─── READING TEXT

Saving energy with electric hot water heater?

Although I currently have my Sense disconnected, because I recently added an EV charge circuit on that 240v breaker, i can not wait to get it reconnected to try a new experiment.
The experiment will be to swap the hot and cold water connections for my kitchen sink and bathroom sinks.
For this reason: I have found myself frequently rinsing my hands, especially in the kitchen, where I do not really need hot or even warm water. But, since I am right handed, inevitably, use my left hand, turning on the hot water. I don’t wait for it to be hot, but hot water does come out of the HW tank, basically unnecessary, but probably causing the HW heater to use significantly more energy.
What do others think of this?
Anyone ever experimented with something like this?

Regardless of whether you change the hot/cold sides the interesting aspect of your experiment would be, of course, to quantify the difference between the activities.

I would put a Flex DCM on your HW heater to get ground-truth data because I suspect the difference is going to be nominal and inside the likely Sense native detection error.

──────

[SHORT TASK 1]
Pick out each line of the records below that contains the string "blue", matching case exactly.

─── TASK DATA

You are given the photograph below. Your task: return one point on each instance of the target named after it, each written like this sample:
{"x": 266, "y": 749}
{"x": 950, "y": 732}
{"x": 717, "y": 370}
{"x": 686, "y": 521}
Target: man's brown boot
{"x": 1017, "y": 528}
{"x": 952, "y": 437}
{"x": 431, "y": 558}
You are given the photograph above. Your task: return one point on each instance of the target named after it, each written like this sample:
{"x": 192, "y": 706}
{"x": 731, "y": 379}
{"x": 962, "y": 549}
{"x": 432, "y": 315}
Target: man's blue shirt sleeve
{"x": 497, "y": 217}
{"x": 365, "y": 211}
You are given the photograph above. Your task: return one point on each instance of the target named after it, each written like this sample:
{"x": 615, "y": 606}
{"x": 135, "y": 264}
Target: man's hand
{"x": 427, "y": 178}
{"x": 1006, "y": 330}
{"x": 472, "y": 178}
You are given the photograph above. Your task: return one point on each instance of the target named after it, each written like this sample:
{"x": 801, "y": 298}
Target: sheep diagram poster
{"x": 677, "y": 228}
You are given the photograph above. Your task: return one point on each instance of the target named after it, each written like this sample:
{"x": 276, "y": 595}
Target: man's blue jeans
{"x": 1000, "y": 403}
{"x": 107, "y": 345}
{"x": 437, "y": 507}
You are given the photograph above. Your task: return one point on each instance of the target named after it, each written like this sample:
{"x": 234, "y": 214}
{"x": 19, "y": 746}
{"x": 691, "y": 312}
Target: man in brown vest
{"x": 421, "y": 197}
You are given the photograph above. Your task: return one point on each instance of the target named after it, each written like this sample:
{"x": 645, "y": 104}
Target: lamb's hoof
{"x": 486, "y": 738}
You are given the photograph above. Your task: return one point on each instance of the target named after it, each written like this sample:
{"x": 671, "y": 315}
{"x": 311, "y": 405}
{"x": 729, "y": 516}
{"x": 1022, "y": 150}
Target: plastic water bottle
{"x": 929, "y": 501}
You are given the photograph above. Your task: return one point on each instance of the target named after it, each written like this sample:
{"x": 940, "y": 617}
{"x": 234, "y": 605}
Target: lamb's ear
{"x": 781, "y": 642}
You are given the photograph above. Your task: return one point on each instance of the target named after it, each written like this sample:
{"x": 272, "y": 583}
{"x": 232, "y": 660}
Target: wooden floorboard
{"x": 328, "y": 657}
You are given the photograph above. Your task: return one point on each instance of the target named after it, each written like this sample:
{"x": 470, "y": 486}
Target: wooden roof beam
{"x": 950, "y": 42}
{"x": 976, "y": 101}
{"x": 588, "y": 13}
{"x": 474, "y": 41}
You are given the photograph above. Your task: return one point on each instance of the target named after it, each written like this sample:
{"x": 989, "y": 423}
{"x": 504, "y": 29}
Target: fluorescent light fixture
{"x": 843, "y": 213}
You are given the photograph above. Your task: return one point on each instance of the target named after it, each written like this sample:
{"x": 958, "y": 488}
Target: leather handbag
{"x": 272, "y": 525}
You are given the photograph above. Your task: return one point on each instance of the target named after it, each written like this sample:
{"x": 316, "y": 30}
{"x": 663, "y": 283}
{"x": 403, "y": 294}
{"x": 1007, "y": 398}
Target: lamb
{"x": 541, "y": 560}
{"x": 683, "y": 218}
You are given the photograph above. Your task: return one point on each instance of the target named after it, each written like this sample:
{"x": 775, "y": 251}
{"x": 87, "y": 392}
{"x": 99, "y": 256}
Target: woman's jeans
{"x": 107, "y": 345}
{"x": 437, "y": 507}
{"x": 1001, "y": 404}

──────

[SHORT TASK 2]
According to the hot water heater thread, why does the original poster currently have the Sense disconnected?

[EXERCISE OUTPUT 1]
Target: man's blue shirt sleeve
Target: man's blue jeans

[EXERCISE OUTPUT 2]
The poster recently added an EV charge circuit on that 240v breaker.